------ Document section ------

A crisis and an opportunity.
This past week I participated in a superb webinar on the impact of COVID-19 on youth sports and communities. You’ll find the results interesting and worth knowing. The four person panel was a who’s who of youth sports and the webinar was attended by 3000 sports leaders, club representatives, coaches, and others.
The sponsor, Aspen Institute, is an international nonprofit think tank founded in 1949 as a nonpartisan forum for values-based leadership and the exchange of ideas. Their sports and society segment launched Project Play on ESPN in 2017 – which focuses on helping leaders build healthy community through sports.
Project Play is backed by the US Olympic Committee, ESPN, Major League Baseball and Hockey, Center for Disease Control (CDC), American College of Sports Medicine, Nike, Under Armor, and Dick’s Sporting Goods – just to mention a few. During the last Super Bowl, maybe you saw their “Don’t Retire Kid” campaign ads, designed to make parents aware of their role in the staggering decline of youth in sports – 62% now “retire” by age 13.
The opening message from the webinar is that COVID-19 is a significant emergency for youth sports for at least the rest of 2020, but there is opportunity amidst the crisis.
Before I get to the three takeaways, let’s highlight the role of youth sports in communities.
Youth sports is not just exercise or a luxury. Instead, it builds community, relationships, and habits that serve youth into adulthood. For many, it is the center of community. For some, their sports team is their lifeline and only “safe place.” Youth team sports force different social and economic groups to interact, bonding communities.
Additionally, youth sports is a dollar proposition for society. It affects the nation’s expense structure by keeping kids healthy and ingraining patterns of exercise that favor long term national health. Some of us remember the Presidential Physical Fitness Awards in public elementary schools in the 60s, 70s, and 80’s. Those date back to an initiative by President Eisenhower based on research in the 1950s that American youth fitness was in decline compared to our European counterparts. The relevant fear was lack of US draft readiness to fight Russia if needed during the Cold War. Older adults still do some of the calisthenics they learned from that program in elementary school.
Three takeaways from the webinar:
- Organized and youth sports won’t return until May at the earliest, maybe summer, and quite possibly not until the fall. Most believed that when school resumes, that’s when most parents and others will agree that it’s ok to go back to organized sports.
- When virus restrictions are lifted, we will see greater demand for organized sports, but less supply, and ironically less participation. And we may see a shift away from contact sports.
- As sport recovers, the misalignment between demand and supply could foster new models of youth sports that benefit communities, children, and families.
Kids are itching to play outside with their friends again. But sports will resume slowly, near home, with grass roots and local free play in small groups where people know and trust who their kids are with – which will overcome some of the discomfort with congregating. That will be followed by a return to recreational and local leagues. Travel leagues will be last in line.

------ Supplied information ------

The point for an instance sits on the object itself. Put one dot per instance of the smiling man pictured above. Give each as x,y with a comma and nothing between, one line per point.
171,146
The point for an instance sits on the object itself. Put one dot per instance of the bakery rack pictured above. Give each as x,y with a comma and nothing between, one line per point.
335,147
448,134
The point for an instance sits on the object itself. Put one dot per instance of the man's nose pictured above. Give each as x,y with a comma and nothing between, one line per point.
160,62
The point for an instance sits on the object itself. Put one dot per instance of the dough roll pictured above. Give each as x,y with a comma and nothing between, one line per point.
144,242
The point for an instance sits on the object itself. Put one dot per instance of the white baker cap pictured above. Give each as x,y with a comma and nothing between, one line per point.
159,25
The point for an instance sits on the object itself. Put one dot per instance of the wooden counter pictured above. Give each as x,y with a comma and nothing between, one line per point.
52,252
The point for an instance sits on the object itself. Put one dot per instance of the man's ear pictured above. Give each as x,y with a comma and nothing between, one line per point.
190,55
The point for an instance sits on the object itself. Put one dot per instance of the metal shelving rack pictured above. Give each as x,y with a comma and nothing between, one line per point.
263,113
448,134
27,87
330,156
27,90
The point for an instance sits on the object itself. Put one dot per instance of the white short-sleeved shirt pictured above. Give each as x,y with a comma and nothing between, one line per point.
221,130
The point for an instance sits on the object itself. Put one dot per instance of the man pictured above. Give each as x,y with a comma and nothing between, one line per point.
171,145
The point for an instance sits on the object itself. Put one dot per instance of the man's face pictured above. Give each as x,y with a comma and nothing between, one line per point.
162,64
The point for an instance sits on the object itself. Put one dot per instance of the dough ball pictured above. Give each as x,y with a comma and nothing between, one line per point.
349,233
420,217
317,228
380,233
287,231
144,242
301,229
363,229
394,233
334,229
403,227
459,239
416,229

------

**Exercise**
Please list, in order, the stages through which the post on COVID-19 and youth sports says sports will resume.

**Task solution**
1. Grass roots and local free play in small groups, near home
2. Recreational and local leagues
3. Travel leagues